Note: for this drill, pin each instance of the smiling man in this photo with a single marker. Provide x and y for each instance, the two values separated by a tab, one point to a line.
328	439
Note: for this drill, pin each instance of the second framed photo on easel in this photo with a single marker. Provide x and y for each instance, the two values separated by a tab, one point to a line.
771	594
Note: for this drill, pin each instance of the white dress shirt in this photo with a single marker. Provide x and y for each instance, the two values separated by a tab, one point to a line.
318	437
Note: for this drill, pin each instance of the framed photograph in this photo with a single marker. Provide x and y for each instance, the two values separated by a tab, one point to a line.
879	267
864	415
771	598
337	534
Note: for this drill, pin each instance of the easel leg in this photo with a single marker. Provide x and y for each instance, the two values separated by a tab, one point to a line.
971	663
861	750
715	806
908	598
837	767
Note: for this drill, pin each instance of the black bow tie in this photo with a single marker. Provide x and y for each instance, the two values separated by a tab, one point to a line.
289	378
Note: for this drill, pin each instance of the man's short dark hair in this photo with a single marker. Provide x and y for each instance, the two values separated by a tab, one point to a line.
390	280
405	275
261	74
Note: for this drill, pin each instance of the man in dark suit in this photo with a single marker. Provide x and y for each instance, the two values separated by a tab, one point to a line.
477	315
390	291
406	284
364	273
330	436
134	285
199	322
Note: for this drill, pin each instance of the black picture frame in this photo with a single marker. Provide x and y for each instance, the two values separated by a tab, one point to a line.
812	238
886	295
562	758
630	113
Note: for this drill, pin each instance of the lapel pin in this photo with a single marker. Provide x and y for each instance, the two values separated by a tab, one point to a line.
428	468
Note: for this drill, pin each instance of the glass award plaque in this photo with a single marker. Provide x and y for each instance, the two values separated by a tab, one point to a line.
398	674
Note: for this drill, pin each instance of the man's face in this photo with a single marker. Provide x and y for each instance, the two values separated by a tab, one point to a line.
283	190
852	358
====================
** Exercise directions **
Line by line, retype the data exactly as written.

** Expected answer **
Note: for this drill, pin each instance of the smiling man in this photo with a single marker. Provide x and y for each instance, the two values separated by a tab, one point to a line.
328	439
Note: for this drill, pin each instance of the second framed photo on easel in this photo with a single marker. Provide x and y for each instance, the two values separated by a tab, one point to a line.
771	594
Note: for this drill, pin each instance of the white dress shirt in this photo with a single marker. Provide x and y for each instance, the two values separated by a tab, one point to a line.
318	437
Note: for this drill, pin each instance of the framed photograph in this photo with a single marker. Provide x and y for each instance, the two values separated by a tab, one point to a line.
879	267
864	415
771	598
337	534
Note: for this drill, pin each instance of the easel leg in this photo with a single marker. Provide x and y for each instance, the two values separated by a tab, one point to a line.
971	663
861	750
715	806
908	598
837	767
Note: for this drill, pin each instance of the black bow tie in this photo with a single marker. Provide x and y for each instance, the two values separated by a tab, one point to a line.
289	378
Note: for this drill, pin each instance of the man's short dark hair in this photo with a single marker. Provide x and y for each instance, the two values separated by a tab, one point to a line.
390	280
405	275
261	74
Note: for this drill, pin each instance of the man in dark suit in this photo with a single marker. Provide x and y for each instance, the two values separated by a tab, one point to a line.
477	315
390	291
406	284
364	273
330	436
134	285
199	322
Note: for this drill, pin each instance of the black picture frame in this photo with a single marker. Provide x and y for each instance, the two values separated by a tab, one point to a line.
812	238
886	295
562	758
630	113
Note: for this drill, pin each instance of the lapel pin in this photo with a single marker. Provide x and y for each instance, the two values separated by a tab, one point to a line.
428	468
Note: for this drill, pin each instance of the glass award plaque in this photo with a single marker. Provide x and y for each instance, the two values separated by a tab, one point to a line.
398	674
Note: for this drill, pin each instance of the man's face in this photo with a single marker. Provide x and y for each instance, the two values separated by a tab, one point to a line.
283	190
852	358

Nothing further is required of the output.